*Selected text*:
++++++++++

Communities That Care (CTC), a system of individualized, evidence-based substance-use-prevention programs, reduces risky behaviors such as alcohol use, smoking, and fighting in adolescents, according to the results of the Community Youth Development Study, published in the September 7 Archives of Pediatric and Adolescent Medicine.
Eighth-grade students living in communities that employed CTC strategies were about 33 percent less likely to begin smoking and drinking than peers living in control communities that had no such prevention programs, and were 25 percent less likely to engage in delinquent behavior—which can be a predictor of future substance use—than eighth graders living in control communities.
The CTC program is designed to take into account individual communities' needs in terms of behaviors that place adolescents at risk. Under the program, community leaders such as clergy, teachers, health workers, social workers, and other volunteers receive training that enables them to implement the prevention strategies based on community needs. These strategies can focus on a range of issues, such as preventing drug and alcohol use, ameliorating family conflict, reducing violence, and preventing HIV/AIDS, for instance.
Intervention communities received six training sessions delivered over the course of a year by certified CTC trainers. In addition, community leaders received training on how to implement a CTC system based on the needs of their community. In this study “communities” were freestanding incorporated towns that were not suburbs of larger cities. These towns were matched with regard to population, crime, and poverty rates before random assignment to control or Communities That Care conditions. This allowed researchers to assess the effects of CTC itself without risk of results from other initiatives that could have spilled over if they had selected large cities or suburbs of large cities for the trial.

++++++++++

*Given entries*:

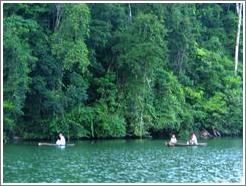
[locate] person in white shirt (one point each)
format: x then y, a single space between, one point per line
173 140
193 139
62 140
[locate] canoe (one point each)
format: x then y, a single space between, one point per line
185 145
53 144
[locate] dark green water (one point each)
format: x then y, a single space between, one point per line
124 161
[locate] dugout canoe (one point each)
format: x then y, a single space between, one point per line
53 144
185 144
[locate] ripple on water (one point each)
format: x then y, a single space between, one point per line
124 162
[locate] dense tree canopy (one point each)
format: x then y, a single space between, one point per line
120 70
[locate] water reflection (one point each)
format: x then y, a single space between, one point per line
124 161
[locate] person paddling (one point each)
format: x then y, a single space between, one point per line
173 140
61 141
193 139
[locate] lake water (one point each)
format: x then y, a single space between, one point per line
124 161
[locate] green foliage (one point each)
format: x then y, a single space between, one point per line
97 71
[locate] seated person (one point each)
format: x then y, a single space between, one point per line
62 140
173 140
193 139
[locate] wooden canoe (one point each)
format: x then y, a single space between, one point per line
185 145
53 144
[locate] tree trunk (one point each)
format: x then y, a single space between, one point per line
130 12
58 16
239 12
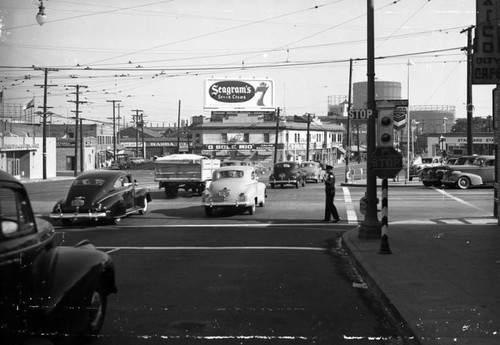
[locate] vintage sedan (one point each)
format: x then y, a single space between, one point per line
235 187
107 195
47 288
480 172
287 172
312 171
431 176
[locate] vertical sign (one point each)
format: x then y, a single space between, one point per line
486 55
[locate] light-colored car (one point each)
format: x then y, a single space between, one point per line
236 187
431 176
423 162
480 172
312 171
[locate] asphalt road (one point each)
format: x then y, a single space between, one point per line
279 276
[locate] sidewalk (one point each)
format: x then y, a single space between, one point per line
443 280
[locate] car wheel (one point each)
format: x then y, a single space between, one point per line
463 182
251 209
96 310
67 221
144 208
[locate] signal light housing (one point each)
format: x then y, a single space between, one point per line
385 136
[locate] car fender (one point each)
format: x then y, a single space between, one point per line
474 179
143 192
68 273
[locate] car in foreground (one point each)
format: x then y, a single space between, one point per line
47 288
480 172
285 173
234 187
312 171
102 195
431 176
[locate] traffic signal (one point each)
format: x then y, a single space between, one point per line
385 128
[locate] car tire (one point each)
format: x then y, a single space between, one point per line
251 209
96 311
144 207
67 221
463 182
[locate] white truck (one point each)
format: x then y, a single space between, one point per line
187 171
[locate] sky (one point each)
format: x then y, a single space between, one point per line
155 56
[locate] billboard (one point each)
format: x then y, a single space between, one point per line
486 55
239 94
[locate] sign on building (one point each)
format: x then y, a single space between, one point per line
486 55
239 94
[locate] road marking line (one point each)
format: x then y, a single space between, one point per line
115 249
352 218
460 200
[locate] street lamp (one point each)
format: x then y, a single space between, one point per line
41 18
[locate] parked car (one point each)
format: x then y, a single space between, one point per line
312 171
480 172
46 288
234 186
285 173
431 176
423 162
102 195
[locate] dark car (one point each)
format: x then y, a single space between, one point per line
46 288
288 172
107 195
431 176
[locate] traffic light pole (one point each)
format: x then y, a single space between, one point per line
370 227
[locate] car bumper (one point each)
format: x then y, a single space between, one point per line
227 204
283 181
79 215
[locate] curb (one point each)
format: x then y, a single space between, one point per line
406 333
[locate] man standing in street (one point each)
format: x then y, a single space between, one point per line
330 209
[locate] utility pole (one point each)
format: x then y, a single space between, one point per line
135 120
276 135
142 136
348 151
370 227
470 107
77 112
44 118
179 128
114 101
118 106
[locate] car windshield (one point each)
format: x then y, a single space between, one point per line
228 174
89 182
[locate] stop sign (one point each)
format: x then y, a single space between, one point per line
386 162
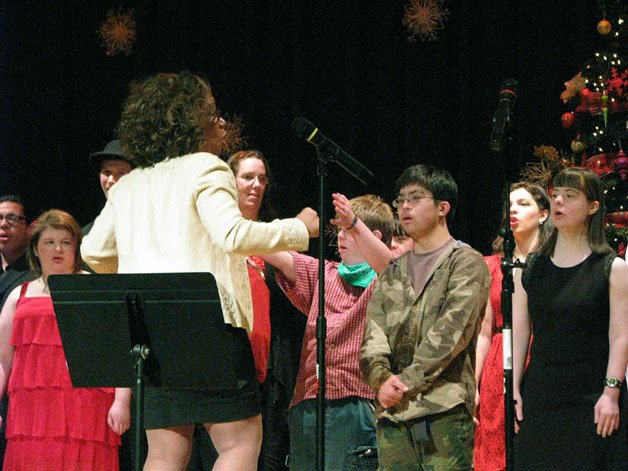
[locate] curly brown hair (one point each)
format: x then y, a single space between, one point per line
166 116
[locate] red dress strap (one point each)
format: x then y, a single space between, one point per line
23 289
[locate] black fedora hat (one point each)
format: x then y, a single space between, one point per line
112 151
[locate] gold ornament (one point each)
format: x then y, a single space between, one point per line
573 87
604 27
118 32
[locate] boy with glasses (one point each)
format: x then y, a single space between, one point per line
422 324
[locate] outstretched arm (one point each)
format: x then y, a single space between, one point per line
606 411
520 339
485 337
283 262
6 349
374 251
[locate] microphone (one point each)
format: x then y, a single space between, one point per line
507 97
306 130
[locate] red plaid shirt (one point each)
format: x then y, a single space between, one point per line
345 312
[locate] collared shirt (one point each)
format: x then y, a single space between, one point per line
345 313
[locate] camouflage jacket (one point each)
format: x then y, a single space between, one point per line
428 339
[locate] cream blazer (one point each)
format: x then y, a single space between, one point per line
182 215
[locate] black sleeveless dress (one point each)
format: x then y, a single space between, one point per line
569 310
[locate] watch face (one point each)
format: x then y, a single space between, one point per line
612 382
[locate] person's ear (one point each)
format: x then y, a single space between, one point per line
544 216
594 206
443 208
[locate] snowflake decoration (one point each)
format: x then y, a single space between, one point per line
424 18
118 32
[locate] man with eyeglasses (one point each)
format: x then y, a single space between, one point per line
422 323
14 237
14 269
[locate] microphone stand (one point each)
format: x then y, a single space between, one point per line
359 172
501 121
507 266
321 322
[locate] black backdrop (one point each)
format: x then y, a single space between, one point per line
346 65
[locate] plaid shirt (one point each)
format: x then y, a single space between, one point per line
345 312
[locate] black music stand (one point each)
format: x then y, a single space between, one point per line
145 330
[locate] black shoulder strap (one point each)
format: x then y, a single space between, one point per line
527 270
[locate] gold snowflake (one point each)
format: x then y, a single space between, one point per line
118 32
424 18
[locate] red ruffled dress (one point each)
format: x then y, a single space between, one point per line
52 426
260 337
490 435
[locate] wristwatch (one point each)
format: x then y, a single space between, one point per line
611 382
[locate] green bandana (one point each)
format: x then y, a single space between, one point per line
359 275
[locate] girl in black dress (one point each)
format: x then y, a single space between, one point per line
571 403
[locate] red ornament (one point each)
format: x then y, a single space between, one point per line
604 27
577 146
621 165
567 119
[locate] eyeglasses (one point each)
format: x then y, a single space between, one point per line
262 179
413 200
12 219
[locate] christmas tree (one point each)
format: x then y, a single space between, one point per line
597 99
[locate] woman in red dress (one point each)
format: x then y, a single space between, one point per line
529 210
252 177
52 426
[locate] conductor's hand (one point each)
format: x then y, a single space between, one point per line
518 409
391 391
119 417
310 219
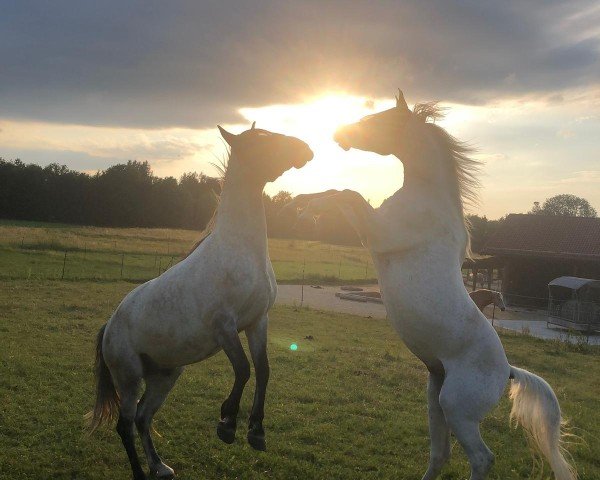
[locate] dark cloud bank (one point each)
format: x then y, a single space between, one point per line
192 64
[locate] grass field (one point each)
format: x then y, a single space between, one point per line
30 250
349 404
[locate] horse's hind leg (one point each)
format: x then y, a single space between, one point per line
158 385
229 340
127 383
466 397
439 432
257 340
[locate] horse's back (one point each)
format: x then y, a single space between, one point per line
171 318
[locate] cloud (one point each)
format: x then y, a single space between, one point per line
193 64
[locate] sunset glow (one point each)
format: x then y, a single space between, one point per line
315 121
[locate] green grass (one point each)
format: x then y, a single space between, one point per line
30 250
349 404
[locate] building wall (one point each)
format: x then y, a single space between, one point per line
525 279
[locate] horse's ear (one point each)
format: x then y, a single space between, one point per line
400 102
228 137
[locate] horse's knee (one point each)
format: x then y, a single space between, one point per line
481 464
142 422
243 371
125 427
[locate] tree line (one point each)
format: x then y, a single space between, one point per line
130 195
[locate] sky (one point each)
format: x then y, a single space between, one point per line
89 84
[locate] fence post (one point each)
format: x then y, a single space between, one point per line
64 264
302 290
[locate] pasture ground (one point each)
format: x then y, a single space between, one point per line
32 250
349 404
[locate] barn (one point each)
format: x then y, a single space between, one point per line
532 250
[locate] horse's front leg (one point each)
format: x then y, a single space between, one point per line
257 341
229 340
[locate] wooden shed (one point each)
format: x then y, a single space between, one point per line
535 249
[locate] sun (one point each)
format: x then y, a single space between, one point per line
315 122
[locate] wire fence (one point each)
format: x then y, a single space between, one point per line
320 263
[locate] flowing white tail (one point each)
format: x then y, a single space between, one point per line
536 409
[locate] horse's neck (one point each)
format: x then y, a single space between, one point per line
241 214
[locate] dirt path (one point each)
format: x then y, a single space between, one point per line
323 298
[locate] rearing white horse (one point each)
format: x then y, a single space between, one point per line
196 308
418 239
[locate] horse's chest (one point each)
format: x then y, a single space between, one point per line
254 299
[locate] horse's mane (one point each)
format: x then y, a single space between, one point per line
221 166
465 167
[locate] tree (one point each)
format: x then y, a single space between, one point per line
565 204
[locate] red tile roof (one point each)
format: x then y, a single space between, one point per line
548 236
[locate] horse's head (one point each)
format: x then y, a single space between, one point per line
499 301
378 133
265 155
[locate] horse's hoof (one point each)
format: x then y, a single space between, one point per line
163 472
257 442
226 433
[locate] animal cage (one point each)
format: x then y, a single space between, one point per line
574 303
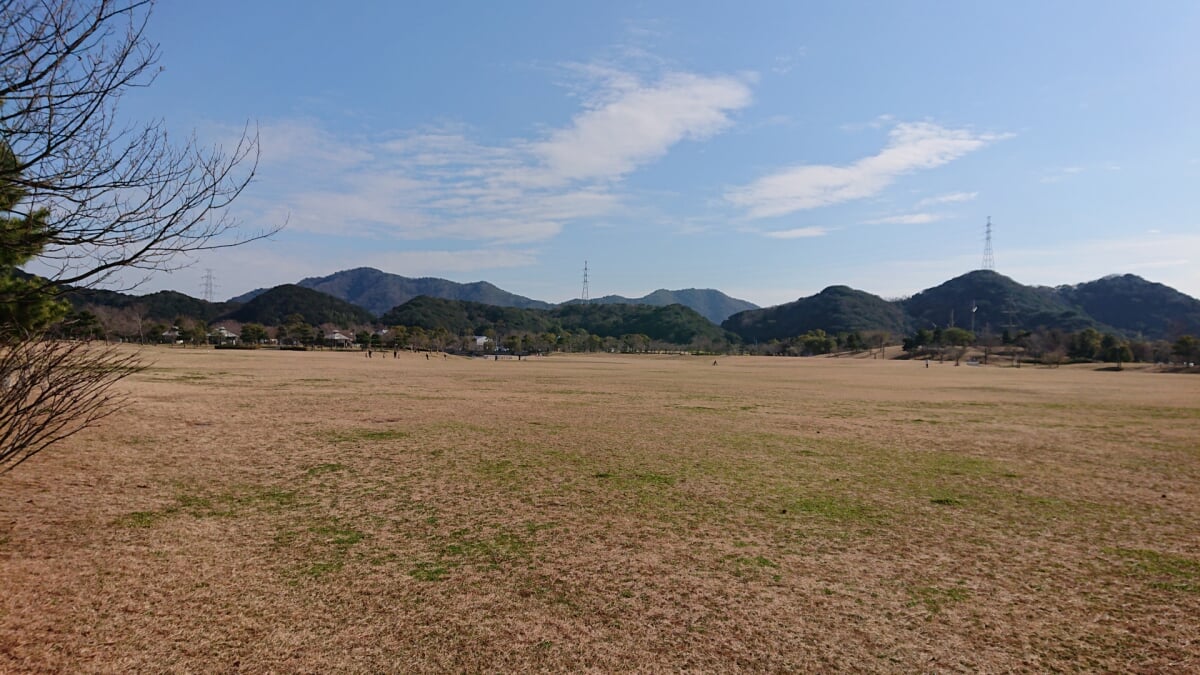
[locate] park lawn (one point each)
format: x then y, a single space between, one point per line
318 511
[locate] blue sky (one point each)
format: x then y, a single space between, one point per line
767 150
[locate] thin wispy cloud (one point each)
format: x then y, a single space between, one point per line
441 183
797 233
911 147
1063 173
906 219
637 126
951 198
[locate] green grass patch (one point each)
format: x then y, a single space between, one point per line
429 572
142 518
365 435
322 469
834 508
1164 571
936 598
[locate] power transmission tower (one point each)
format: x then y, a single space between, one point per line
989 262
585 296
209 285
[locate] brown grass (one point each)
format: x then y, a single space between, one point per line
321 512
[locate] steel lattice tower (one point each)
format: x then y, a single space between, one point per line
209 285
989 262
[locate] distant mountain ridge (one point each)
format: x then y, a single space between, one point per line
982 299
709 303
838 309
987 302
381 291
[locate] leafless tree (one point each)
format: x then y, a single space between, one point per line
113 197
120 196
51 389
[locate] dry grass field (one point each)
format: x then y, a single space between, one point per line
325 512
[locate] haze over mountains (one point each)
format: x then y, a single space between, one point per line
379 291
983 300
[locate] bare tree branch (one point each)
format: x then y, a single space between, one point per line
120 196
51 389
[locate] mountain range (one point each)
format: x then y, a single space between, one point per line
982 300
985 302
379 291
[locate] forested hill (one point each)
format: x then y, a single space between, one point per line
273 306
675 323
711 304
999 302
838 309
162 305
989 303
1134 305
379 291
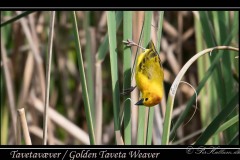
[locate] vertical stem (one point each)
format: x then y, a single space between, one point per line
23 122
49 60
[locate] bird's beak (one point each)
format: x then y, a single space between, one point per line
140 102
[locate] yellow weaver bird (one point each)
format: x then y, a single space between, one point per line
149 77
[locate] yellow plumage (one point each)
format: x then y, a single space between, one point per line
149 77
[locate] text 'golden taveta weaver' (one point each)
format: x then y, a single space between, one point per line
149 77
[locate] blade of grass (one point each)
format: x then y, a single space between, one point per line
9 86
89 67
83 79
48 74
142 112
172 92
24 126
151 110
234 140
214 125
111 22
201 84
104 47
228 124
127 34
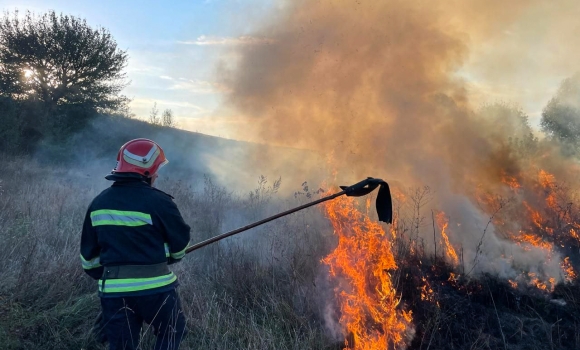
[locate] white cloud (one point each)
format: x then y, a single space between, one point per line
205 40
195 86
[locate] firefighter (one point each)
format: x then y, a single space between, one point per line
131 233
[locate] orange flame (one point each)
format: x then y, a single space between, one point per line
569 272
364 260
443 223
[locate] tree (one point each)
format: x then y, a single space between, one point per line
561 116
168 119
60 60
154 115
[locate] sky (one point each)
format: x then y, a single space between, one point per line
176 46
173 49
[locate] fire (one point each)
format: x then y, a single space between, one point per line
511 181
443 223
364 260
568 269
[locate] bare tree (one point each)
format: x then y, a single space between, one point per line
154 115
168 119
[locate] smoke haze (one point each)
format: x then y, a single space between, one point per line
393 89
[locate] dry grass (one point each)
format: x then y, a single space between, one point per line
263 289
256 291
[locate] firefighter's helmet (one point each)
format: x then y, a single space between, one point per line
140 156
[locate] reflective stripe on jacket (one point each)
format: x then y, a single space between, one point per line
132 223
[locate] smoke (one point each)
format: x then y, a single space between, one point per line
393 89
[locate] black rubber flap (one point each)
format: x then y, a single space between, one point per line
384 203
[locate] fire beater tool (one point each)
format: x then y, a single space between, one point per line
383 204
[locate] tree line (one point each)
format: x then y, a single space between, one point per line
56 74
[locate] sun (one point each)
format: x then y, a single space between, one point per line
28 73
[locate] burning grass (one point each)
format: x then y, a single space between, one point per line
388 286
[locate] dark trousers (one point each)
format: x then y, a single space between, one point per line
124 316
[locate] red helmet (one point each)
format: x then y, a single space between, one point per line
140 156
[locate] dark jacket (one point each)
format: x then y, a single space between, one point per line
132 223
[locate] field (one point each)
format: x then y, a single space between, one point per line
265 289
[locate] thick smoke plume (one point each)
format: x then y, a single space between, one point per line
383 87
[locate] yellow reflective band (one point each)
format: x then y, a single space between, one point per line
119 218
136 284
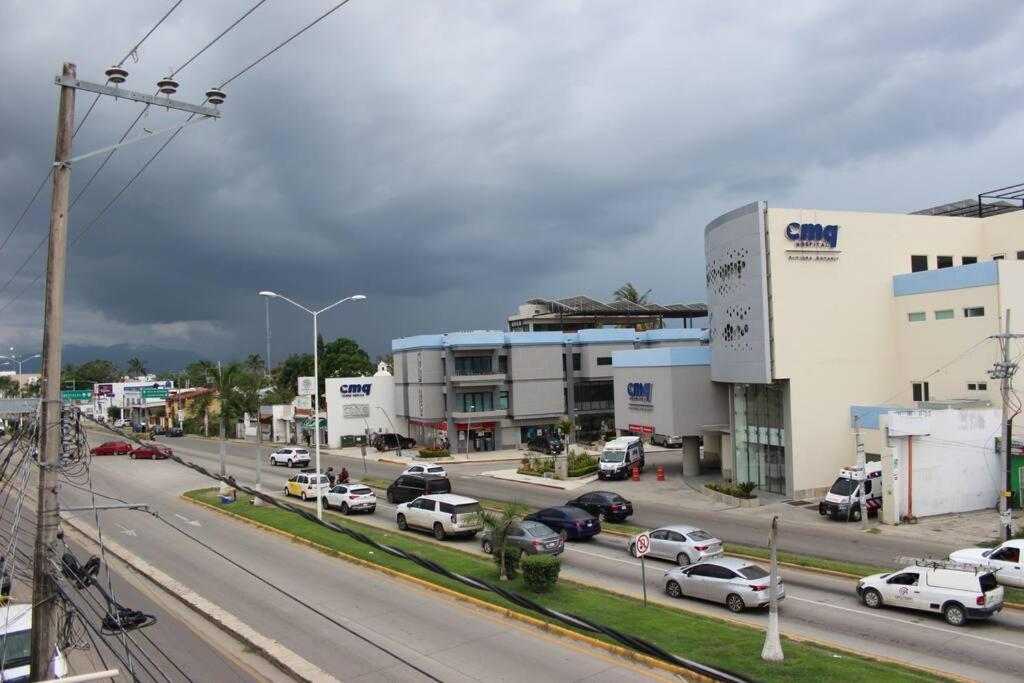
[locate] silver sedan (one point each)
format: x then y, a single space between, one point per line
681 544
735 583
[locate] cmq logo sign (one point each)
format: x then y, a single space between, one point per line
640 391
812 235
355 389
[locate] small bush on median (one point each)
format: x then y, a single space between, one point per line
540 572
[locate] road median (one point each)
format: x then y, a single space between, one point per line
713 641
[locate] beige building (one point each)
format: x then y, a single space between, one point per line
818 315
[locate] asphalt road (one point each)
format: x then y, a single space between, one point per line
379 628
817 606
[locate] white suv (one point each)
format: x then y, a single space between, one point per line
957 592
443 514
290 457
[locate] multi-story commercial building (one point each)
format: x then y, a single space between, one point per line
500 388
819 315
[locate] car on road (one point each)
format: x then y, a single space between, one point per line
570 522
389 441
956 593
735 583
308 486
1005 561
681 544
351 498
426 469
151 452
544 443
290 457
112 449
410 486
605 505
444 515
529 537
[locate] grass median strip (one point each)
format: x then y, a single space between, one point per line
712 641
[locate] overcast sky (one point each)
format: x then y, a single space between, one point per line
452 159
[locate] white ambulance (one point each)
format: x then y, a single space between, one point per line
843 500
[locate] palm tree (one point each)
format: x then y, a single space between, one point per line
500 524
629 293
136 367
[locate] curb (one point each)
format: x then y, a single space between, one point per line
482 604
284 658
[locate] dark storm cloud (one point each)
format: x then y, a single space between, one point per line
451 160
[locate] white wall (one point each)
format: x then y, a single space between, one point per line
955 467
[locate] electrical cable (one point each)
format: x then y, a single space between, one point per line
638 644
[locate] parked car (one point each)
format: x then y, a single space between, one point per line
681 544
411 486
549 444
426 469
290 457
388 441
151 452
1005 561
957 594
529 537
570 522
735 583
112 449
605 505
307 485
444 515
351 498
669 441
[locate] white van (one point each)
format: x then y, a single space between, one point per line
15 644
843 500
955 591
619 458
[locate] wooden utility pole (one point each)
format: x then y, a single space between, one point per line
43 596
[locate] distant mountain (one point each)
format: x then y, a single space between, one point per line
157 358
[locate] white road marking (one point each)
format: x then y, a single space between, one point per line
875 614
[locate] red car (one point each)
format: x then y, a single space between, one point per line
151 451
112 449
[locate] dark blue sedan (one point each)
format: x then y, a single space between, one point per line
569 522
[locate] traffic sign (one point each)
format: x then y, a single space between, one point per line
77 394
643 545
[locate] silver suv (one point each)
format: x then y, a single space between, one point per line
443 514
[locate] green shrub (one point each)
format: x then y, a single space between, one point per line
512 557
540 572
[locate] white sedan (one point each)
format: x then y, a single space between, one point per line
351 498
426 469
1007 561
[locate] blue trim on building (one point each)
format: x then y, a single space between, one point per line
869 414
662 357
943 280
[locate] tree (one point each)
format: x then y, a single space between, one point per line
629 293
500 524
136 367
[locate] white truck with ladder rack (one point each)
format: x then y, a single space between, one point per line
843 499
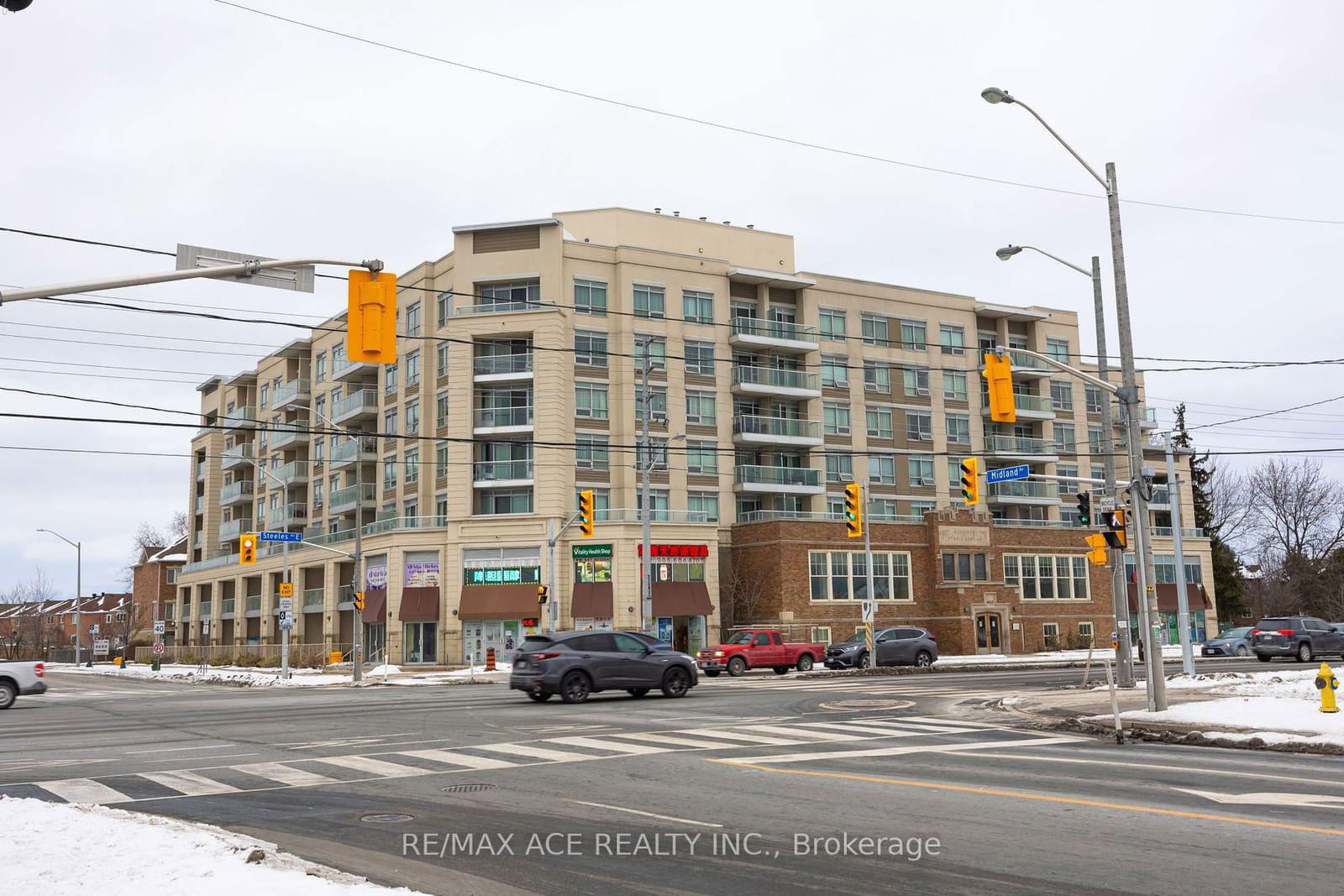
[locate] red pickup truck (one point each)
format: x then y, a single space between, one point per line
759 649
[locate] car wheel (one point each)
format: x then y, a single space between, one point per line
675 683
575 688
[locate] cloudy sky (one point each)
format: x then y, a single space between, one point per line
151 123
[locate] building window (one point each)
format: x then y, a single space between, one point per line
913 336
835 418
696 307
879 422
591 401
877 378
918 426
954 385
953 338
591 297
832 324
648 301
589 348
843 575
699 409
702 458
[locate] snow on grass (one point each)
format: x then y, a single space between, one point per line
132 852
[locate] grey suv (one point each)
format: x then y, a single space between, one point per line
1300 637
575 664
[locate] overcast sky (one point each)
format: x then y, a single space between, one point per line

++++++++++

*Tasks to complete*:
1. In the Communities That Care text, how many training sessions did intervention communities receive?
2. Retype the part of the Communities That Care text that opens with the words containing "Intervention communities received" and closes with "for the trial.".

*Solutions in order*:
1. Six training sessions

2.
Intervention communities received six training sessions delivered over the course of a year by certified CTC trainers. In addition, community leaders received training on how to implement a CTC system based on the needs of their community. In this study “communities” were freestanding incorporated towns that were not suburbs of larger cities. These towns were matched with regard to population, crime, and poverty rates before random assignment to control or Communities That Care conditions. This allowed researchers to assess the effects of CTC itself without risk of results from other initiatives that could have spilled over if they had selected large cities or suburbs of large cities for the trial.